Task - Each line of the listing is to be copied exactly.

Material provided -
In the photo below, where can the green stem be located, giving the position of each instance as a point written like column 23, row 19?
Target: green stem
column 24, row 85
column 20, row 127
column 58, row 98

Answer to the exercise -
In the photo below, where can the green stem be located, giving the position of each instance as a point written like column 23, row 19?
Target: green stem
column 24, row 85
column 20, row 127
column 58, row 98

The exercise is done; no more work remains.